EXERCISE PROMPT —
Reproduce only the stretch of the records below from the line containing "As a warehouse robot's perception module, locate white drum" through the line containing "278, 322, 306, 341", requests included. Shift every bounding-box coordinate in that stretch by adding -107 to it.

EXERCISE INPUT —
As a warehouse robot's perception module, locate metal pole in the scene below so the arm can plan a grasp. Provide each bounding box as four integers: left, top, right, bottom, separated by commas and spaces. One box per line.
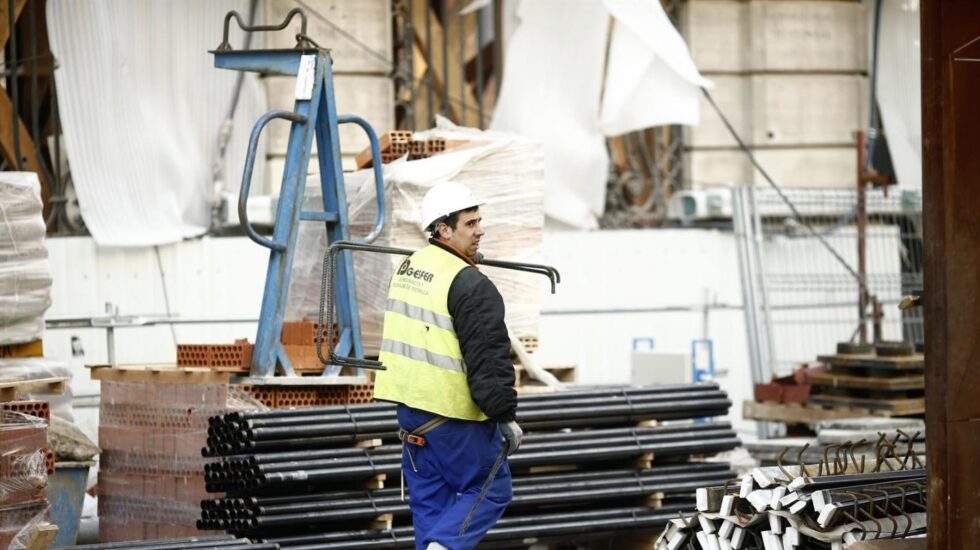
732, 186, 770, 439
746, 187, 776, 379
105, 302, 116, 365
857, 132, 868, 344
476, 8, 485, 128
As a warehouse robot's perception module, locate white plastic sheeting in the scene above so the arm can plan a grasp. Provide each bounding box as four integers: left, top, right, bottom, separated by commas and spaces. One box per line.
286, 118, 548, 355
491, 0, 710, 229
47, 0, 265, 246
599, 0, 712, 136
877, 0, 922, 190
0, 172, 51, 345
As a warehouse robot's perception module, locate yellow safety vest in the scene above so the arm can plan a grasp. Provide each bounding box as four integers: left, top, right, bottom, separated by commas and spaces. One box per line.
374, 244, 487, 420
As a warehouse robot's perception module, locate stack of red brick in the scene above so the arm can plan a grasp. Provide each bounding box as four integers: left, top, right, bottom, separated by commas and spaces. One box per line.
177, 320, 338, 374
242, 384, 374, 409
99, 381, 228, 542
0, 401, 54, 548
356, 130, 465, 170
96, 376, 372, 548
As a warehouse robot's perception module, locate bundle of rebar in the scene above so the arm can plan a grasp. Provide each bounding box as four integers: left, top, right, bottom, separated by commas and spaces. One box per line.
56, 535, 279, 550
202, 384, 731, 456
198, 384, 740, 548
656, 434, 926, 550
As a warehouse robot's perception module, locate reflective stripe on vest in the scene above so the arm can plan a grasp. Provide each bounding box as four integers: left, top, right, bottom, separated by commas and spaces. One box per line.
374, 245, 487, 420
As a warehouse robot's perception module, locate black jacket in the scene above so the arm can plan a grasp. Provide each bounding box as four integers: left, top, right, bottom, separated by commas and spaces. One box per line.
429, 239, 517, 422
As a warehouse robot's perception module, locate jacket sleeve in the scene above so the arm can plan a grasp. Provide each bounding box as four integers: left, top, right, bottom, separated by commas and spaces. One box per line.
448, 267, 517, 422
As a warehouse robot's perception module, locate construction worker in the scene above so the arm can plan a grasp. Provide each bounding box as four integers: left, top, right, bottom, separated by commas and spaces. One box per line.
374, 182, 523, 550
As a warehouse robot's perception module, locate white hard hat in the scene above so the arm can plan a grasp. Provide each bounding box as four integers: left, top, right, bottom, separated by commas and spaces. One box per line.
422, 181, 483, 230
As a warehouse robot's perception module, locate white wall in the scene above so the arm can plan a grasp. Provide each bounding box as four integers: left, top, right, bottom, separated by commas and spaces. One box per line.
44, 230, 764, 440
536, 229, 754, 432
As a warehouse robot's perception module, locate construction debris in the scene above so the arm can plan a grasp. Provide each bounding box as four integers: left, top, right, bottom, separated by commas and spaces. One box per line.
656, 434, 926, 550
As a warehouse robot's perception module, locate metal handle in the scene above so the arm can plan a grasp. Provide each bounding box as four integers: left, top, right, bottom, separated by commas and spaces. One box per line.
337, 115, 385, 244
238, 110, 306, 252
216, 8, 308, 52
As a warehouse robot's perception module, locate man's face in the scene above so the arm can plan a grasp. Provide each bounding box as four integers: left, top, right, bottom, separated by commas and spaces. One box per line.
439, 208, 484, 258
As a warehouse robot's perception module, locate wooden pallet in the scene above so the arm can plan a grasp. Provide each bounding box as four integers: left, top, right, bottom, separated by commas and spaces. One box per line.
810, 370, 926, 391
0, 340, 44, 359
808, 394, 926, 416
817, 353, 926, 371
742, 400, 892, 424
0, 377, 68, 402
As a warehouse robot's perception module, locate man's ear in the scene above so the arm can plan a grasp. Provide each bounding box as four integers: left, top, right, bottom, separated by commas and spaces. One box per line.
436, 223, 449, 239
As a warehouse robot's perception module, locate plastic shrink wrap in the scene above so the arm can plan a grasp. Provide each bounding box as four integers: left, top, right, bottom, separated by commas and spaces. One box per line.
286, 119, 548, 356
0, 410, 50, 549
0, 172, 51, 345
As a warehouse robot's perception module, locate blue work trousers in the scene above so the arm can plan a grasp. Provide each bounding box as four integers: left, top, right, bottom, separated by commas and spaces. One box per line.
398, 405, 513, 550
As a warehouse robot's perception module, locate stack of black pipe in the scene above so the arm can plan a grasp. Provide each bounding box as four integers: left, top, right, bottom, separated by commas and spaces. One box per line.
55, 535, 279, 550
199, 384, 739, 549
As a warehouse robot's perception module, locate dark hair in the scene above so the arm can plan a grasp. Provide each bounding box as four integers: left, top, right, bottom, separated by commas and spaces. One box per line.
429, 206, 480, 238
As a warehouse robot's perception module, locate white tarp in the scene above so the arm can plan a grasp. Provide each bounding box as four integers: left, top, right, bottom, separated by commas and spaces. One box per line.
877, 0, 922, 191
0, 172, 51, 344
47, 0, 265, 246
491, 0, 710, 229
286, 117, 548, 355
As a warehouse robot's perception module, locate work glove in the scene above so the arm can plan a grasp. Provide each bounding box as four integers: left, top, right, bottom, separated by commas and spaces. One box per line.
498, 420, 524, 456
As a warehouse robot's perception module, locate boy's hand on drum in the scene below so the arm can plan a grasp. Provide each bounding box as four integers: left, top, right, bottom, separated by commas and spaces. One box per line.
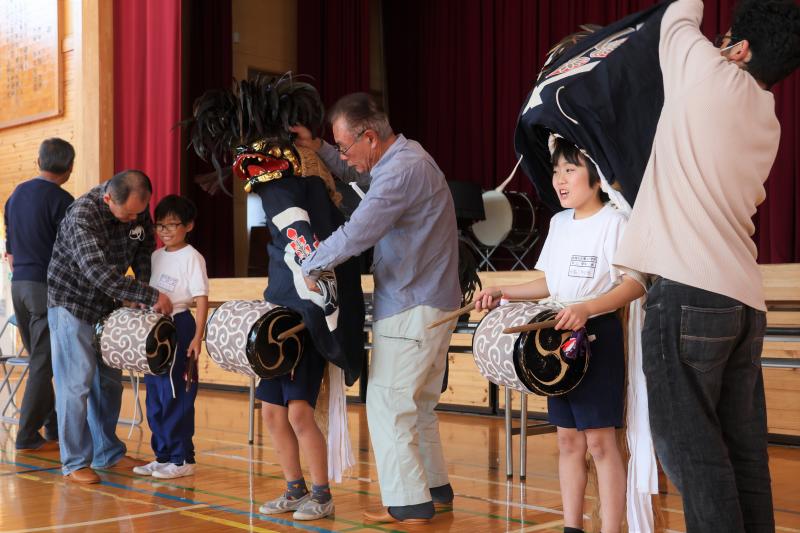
153, 292, 172, 315
303, 276, 322, 294
555, 303, 589, 331
473, 287, 500, 311
186, 339, 203, 361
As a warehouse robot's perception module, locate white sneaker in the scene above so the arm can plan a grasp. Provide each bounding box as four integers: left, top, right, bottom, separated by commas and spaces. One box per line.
258, 492, 311, 514
133, 461, 170, 476
153, 462, 195, 479
292, 498, 334, 520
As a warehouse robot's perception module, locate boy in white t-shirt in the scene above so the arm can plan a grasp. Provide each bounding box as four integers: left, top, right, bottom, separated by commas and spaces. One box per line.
133, 194, 208, 479
475, 139, 644, 533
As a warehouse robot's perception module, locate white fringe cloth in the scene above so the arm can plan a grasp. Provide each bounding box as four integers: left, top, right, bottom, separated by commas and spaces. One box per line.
328, 363, 356, 483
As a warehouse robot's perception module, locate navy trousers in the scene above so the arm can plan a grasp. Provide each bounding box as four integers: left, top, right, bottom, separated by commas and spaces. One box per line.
144, 311, 197, 464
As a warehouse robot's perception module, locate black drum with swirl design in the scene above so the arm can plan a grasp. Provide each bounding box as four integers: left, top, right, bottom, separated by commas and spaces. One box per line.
206, 300, 306, 378
472, 302, 588, 396
95, 307, 178, 376
246, 307, 306, 378
514, 311, 589, 396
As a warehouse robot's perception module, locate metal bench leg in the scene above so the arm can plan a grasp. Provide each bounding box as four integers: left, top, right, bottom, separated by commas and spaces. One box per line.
117, 370, 144, 428
505, 387, 514, 479
519, 393, 528, 481
247, 378, 256, 444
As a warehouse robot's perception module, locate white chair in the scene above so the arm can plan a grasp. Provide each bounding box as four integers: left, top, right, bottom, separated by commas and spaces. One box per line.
0, 315, 28, 424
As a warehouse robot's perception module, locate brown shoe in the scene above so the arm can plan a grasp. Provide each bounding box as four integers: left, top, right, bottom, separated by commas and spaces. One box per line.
17, 440, 58, 453
361, 507, 430, 524
105, 455, 147, 470
64, 466, 100, 485
433, 500, 453, 513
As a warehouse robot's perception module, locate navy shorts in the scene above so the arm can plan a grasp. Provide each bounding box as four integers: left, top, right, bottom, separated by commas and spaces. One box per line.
256, 337, 327, 407
547, 313, 625, 431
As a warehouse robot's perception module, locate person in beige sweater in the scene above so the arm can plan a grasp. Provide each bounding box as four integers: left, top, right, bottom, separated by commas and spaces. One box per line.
614, 0, 800, 532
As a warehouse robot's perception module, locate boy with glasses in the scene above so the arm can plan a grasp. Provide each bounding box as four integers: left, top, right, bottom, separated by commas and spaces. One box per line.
133, 194, 208, 479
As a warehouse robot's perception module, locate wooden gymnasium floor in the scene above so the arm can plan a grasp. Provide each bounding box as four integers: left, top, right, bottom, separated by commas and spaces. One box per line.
0, 386, 800, 533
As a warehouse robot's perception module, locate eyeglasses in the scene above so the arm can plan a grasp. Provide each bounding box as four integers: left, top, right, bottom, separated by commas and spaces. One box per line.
336, 130, 367, 155
714, 33, 741, 54
155, 222, 183, 232
714, 33, 731, 48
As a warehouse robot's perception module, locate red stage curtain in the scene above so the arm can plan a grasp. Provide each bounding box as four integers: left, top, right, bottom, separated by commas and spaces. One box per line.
181, 0, 231, 278
113, 0, 181, 209
297, 0, 370, 112
380, 0, 800, 263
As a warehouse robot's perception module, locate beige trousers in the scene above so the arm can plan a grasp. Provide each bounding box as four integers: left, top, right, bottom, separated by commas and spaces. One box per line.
367, 306, 455, 506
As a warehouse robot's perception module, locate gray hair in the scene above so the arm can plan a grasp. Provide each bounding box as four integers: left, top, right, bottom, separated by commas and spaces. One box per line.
328, 93, 394, 140
108, 170, 153, 204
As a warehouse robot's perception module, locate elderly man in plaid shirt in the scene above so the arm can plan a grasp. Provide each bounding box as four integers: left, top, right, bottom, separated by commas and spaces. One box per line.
47, 170, 172, 483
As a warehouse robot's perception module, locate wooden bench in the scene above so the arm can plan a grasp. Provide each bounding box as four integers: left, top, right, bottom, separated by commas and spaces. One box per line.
201, 264, 800, 437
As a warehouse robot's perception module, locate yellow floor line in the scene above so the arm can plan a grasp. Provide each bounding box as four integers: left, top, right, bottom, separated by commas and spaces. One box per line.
7, 503, 209, 533
519, 520, 564, 533
181, 511, 278, 533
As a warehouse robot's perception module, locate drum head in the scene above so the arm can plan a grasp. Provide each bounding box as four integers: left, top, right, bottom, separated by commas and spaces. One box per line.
245, 307, 305, 379
472, 191, 514, 246
94, 307, 178, 376
514, 311, 589, 396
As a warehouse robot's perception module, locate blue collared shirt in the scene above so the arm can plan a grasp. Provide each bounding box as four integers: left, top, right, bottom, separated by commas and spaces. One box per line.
302, 135, 461, 320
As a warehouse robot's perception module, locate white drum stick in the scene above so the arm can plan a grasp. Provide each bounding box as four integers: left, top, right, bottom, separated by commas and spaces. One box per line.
495, 156, 523, 192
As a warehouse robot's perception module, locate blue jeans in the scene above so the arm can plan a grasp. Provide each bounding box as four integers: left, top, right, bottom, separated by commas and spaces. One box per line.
47, 307, 126, 475
642, 278, 775, 533
144, 311, 197, 465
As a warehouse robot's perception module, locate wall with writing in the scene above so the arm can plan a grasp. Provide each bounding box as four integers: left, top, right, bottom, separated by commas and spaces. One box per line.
0, 0, 62, 129
0, 0, 79, 217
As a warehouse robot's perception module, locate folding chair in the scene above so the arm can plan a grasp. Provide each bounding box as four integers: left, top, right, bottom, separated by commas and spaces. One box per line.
0, 315, 28, 424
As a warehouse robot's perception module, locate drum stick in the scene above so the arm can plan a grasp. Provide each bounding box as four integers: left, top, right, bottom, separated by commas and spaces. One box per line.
428, 291, 503, 329
503, 320, 558, 333
495, 156, 522, 192
278, 322, 306, 341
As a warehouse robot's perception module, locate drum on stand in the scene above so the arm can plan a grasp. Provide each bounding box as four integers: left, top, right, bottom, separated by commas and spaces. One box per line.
206, 300, 305, 379
95, 307, 178, 376
472, 302, 589, 396
471, 190, 536, 248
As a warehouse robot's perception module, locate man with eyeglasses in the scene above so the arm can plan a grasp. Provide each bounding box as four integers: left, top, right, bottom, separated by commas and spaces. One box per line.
293, 93, 461, 523
47, 170, 172, 483
615, 0, 800, 532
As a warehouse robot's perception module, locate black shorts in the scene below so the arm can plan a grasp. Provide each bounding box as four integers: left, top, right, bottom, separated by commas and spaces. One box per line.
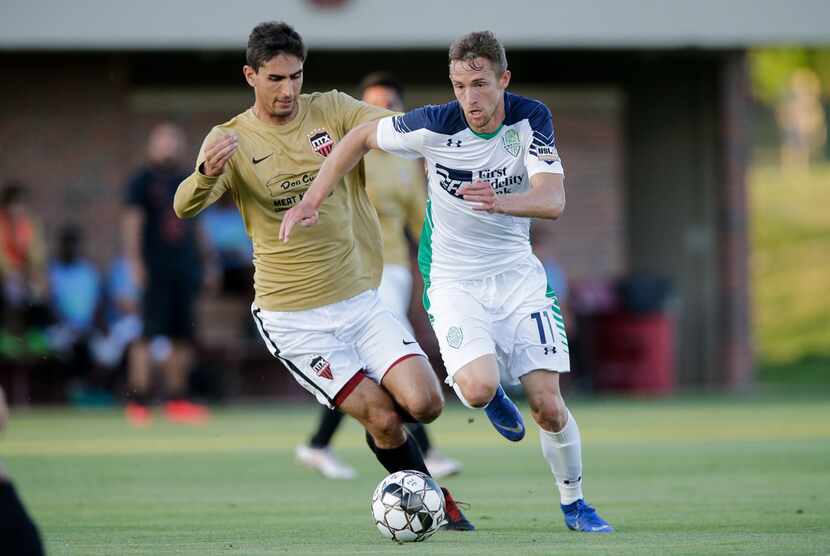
142, 273, 199, 340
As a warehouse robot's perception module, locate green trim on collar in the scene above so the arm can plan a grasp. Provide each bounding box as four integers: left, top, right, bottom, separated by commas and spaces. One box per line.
470, 122, 504, 139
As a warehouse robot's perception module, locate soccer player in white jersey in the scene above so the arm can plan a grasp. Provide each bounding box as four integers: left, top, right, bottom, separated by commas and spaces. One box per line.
280, 31, 613, 533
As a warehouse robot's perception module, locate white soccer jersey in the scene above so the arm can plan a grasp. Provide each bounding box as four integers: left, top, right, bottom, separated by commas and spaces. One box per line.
377, 93, 564, 287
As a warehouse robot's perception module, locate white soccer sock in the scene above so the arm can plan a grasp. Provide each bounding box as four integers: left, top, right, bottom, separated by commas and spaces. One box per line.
452, 382, 480, 409
539, 410, 582, 504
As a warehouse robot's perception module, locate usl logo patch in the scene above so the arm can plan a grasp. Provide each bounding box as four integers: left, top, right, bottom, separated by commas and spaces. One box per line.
309, 355, 334, 380
308, 129, 334, 158
501, 129, 522, 157
536, 145, 559, 164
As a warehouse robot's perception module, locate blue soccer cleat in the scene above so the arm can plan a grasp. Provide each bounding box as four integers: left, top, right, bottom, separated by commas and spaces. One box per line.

TASK SOLUTION —
As a warehouse robot's perception module, locate white drum stick in the scene above so the arm can plan a grasp. Provide each bounding box as four integers: left, top, right, bottom, separated by commas and spaces. One box per line.
388, 49, 416, 85
As a warehouse robot's perception module, locate blue jeans in the scene above so the arm can plan a grasp. Provide each bounding box as four integers: left, top, right, bottom, separated by commas and spaces. One box per line.
-60, 200, 19, 368
535, 171, 668, 426
37, 204, 90, 358
As a warehouse robot's perception module, locate wall with writing in the scene above so the arm can plan a grasp. Provide each bounding box as four integers: left, top, right, bottom, separated by commas and spaces. One box per line.
-107, -107, -45, 22
-107, -107, -28, 110
As a warehouse robot's perception module, locate folding chair in the scene above so the arm can plan a grasp. Provide each bounding box as four integers: left, top, right, bottom, separated by commas and spaces. One box per line.
-107, 208, -79, 317
As a warehouse robot's perception module, locate drum stick in the scene above so the arm can plan a grasp. Provide each bounding box as four integers: left, top, right, bottom, separated by commas and spaces. One box per line.
321, 184, 396, 222
396, 213, 451, 226
388, 49, 415, 85
171, 215, 199, 234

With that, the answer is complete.